Data listing
>> BEGIN

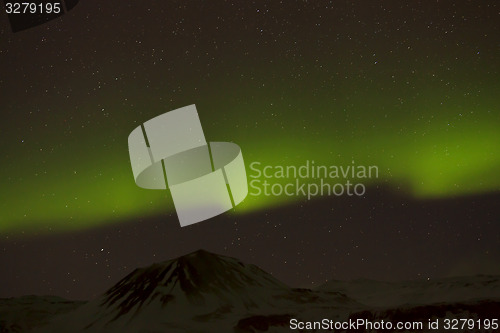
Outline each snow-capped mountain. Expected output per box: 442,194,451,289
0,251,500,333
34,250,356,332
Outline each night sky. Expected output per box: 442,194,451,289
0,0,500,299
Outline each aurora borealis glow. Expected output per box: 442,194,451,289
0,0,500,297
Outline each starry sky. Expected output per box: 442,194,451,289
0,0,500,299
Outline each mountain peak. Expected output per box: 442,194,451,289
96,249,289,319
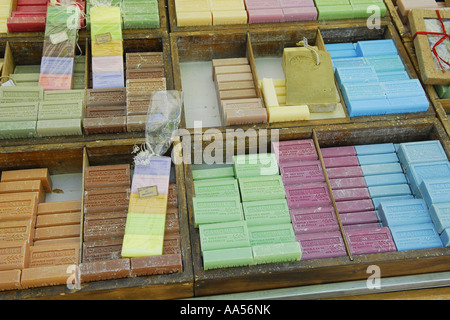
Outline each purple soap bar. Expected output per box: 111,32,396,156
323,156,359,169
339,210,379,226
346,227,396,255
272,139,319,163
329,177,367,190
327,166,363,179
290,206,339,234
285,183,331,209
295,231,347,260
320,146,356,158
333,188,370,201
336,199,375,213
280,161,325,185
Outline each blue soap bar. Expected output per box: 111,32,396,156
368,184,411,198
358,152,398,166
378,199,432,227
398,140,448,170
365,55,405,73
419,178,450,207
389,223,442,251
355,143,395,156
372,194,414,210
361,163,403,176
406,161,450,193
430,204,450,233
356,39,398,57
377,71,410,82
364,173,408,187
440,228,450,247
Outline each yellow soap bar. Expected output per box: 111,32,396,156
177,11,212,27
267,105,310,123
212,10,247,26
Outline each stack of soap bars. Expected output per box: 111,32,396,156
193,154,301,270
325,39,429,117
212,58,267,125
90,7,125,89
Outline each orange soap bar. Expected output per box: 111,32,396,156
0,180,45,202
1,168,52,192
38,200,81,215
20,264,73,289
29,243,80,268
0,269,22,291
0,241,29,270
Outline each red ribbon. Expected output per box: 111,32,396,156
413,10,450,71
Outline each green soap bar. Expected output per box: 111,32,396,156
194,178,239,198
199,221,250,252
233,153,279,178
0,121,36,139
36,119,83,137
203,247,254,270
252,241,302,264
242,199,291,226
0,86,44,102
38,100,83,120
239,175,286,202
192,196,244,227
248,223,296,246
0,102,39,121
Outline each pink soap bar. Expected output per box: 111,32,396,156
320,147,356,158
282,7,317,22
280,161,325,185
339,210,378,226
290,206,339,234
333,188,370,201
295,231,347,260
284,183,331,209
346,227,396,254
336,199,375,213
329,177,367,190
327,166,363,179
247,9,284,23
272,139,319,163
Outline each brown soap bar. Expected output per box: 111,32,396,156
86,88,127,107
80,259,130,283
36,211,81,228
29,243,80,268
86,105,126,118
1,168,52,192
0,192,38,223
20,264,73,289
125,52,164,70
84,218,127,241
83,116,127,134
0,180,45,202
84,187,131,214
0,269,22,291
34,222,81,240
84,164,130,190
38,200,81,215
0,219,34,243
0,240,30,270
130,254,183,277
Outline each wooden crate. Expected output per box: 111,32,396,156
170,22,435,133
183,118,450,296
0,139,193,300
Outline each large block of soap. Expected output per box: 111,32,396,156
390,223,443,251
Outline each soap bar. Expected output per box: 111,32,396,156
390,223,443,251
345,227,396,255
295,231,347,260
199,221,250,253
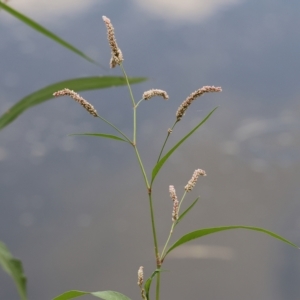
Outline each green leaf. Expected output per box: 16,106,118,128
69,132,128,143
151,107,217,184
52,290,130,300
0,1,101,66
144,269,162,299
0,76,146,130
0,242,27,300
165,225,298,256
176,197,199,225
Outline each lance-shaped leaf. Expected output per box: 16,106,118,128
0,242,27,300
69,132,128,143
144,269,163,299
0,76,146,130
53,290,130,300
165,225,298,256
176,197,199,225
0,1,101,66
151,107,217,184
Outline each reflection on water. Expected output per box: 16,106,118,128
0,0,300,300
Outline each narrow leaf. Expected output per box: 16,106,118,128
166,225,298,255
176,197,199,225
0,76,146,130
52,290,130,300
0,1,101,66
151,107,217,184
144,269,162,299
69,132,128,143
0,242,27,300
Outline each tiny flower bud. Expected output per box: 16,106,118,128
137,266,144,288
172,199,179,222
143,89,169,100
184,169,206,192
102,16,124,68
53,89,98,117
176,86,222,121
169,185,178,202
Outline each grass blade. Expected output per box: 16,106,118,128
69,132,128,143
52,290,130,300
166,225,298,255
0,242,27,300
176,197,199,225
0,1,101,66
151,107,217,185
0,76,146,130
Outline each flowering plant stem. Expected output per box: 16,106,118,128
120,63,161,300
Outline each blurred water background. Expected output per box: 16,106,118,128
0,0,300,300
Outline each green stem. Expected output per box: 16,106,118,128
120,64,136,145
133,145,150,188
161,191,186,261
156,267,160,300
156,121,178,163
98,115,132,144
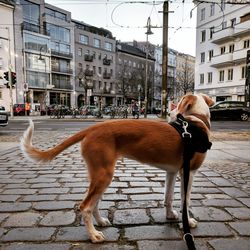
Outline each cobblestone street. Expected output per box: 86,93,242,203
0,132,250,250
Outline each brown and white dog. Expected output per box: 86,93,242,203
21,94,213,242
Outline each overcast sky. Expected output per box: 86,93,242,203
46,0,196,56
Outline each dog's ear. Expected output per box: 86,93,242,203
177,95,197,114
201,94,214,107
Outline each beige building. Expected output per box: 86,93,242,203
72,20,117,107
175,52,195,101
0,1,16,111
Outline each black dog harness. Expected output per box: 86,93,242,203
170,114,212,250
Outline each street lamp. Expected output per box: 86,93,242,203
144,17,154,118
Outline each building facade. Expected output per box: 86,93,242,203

>> END

• Task instructions
Please put the records above into a numbered list, one line per item, skipping blank lines and leaving out the pictures.

• Output of the exercise
1. Outline each snow-capped mountain. Expected output per box: 442,194,451,289
2. 0,251,500,333
3. 34,250,356,332
4. Outline each night sky. Expected output per box: 442,194,451,289
5. 0,0,500,299
6. Outline each aurora borealis glow. Expected output per box: 442,194,451,289
7. 0,0,500,297
8. Outline each starry sky. Expected output per box: 442,194,451,289
9. 0,0,500,299
10. Outline each mountain peak. Expected output per box: 442,194,451,289
11. 96,249,289,319
12. Outline each purple soap bar. Expected output per box: 111,32,396,156
13. 323,156,359,169
14. 339,210,379,226
15. 346,227,396,255
16. 272,139,319,163
17. 329,177,367,190
18. 327,166,363,179
19. 290,206,339,234
20. 285,183,331,209
21. 295,231,347,260
22. 320,146,356,158
23. 333,188,370,201
24. 336,199,375,213
25. 280,161,325,185
26. Outline each blue soap bar. Expected output per box: 111,32,396,156
27. 368,184,411,198
28. 358,152,398,166
29. 378,199,432,227
30. 398,140,448,170
31. 365,55,405,73
32. 419,178,450,207
33. 389,223,442,251
34. 355,143,395,156
35. 372,194,414,210
36. 361,163,403,176
37. 406,161,450,193
38. 430,204,450,233
39. 356,39,398,57
40. 377,71,410,82
41. 364,173,408,187
42. 440,228,450,247
43. Outline each yellow soap bar. Expected output per box: 111,32,396,156
44. 177,11,212,27
45. 267,105,310,123
46. 212,10,247,26
47. Outline each stack of soap bars. Expected output per box: 111,32,396,156
48. 193,154,301,270
49. 325,39,429,117
50. 212,58,267,125
51. 90,7,125,89
52. Outline each orange soap bar. Expected output per box: 111,32,396,156
53. 0,180,45,202
54. 1,168,52,192
55. 38,200,81,215
56. 20,264,73,289
57. 29,243,80,268
58. 0,269,22,291
59. 0,241,29,270
60. Outline each red ribbon. Expected output per box: 111,32,396,156
61. 413,10,450,71
62. Outline each green soap bar. Expected output per box: 111,32,396,156
63. 194,178,239,198
64. 199,221,250,252
65. 233,153,279,178
66. 0,121,36,139
67. 36,119,83,137
68. 203,247,254,270
69. 252,241,302,264
70. 242,199,291,226
71. 0,86,44,102
72. 38,100,83,120
73. 239,175,286,202
74. 192,196,244,227
75. 248,223,296,246
76. 0,102,39,121
77. Outline each pink soap bar. Expected output per box: 111,32,396,156
78. 320,147,356,158
79. 282,7,317,22
80. 280,161,325,185
81. 339,210,378,226
82. 290,206,339,234
83. 333,188,370,201
84. 295,231,347,260
85. 284,183,331,209
86. 346,227,396,254
87. 336,199,375,213
88. 329,177,367,190
89. 327,166,363,179
90. 247,9,284,23
91. 272,139,319,163
92. Outline each brown soap bar. Expected output per box: 111,32,396,156
93. 86,88,127,107
94. 80,259,130,283
95. 36,211,81,228
96. 29,243,80,268
97. 86,105,126,118
98. 1,168,52,192
99. 0,192,38,223
100. 20,264,73,289
101. 125,52,164,70
102. 84,218,127,241
103. 83,116,127,134
104. 0,180,45,202
105. 84,187,131,214
106. 0,269,22,291
107. 34,222,81,240
108. 84,164,130,190
109. 38,200,81,215
110. 0,219,34,243
111. 0,240,30,270
112. 130,254,183,277
113. Outline each wooden crate. Expected output per box: 111,32,396,156
114. 170,22,435,133
115. 183,118,450,296
116. 0,139,193,300
117. Outline each large block of soap. Expected output per box: 111,32,396,156
118. 390,223,443,251
119. Outline each soap bar. Expected output per box: 111,32,396,156
120. 390,223,443,251
121. 345,227,396,255
122. 295,231,347,260
123. 199,221,250,253
124. Outline each green leaf. Expected output per box: 16,106,118,128
125. 69,132,128,143
126. 151,107,217,184
127. 52,290,130,300
128. 0,1,101,66
129. 144,269,162,299
130. 0,76,146,130
131. 0,242,27,300
132. 165,225,298,256
133. 176,197,199,225
134. Outline each lance-shaped leaf. Expected output per box: 16,106,118,128
135. 0,242,27,300
136. 69,132,128,143
137. 144,269,163,299
138. 0,76,146,130
139. 53,290,130,300
140. 165,225,298,256
141. 176,197,199,225
142. 0,1,101,66
143. 151,107,217,184
144. Outline each reflection on water. Expected output per box: 16,106,118,128
145. 0,0,300,300
146. Outline each narrow leaf. Expected output per box: 16,106,118,128
147. 166,225,298,255
148. 176,197,199,225
149. 0,76,146,130
150. 52,290,130,300
151. 0,1,101,66
152. 151,107,217,184
153. 144,269,162,299
154. 69,132,128,143
155. 0,242,27,300
156. Outline each tiny flower bud. Expected output per box: 16,106,118,128
157. 137,266,144,288
158. 172,199,179,222
159. 143,89,169,100
160. 184,169,206,192
161. 102,16,124,68
162. 53,89,98,117
163. 176,86,222,121
164. 169,185,178,202
165. Outline each grass blade. Expected output per box: 16,106,118,128
166. 69,132,128,143
167. 52,290,130,300
168. 166,225,298,255
169. 0,242,27,300
170. 176,197,199,225
171. 0,1,101,66
172. 151,107,217,185
173. 0,76,146,130
174. Outline each flowering plant stem. Expected output per box: 16,106,118,128
175. 120,63,161,300
176. Outline each blurred water background. Expected output per box: 16,106,118,128
177. 0,0,300,300
178. Outline each green stem. Expected output per box: 16,106,118,128
179. 120,64,136,145
180. 133,145,150,188
181. 161,191,186,261
182. 156,267,160,300
183. 156,121,178,163
184. 98,115,132,144
185. Outline each cobblestone street. Expected output per box: 86,93,242,203
186. 0,132,250,250
187. Outline each brown and white dog. Expected output per box: 86,93,242,203
188. 21,94,213,242
189. Outline each overcast sky. Expected output per box: 86,93,242,203
190. 46,0,196,56
191. Outline each dog's ear. Expected output per box: 86,93,242,203
192. 177,95,197,114
193. 201,94,214,107
194. Outline each beige building. Expected output per box: 86,93,242,203
195. 72,20,117,107
196. 175,52,195,101
197. 0,1,16,111
198. Outline each black dog harness. Expected output per box: 86,93,242,203
199. 170,114,212,250
200. Outline each street lamp. Expected output per box: 86,93,242,203
201. 144,17,154,118
202. Outline each building facade. Expected output per box: 86,93,242,203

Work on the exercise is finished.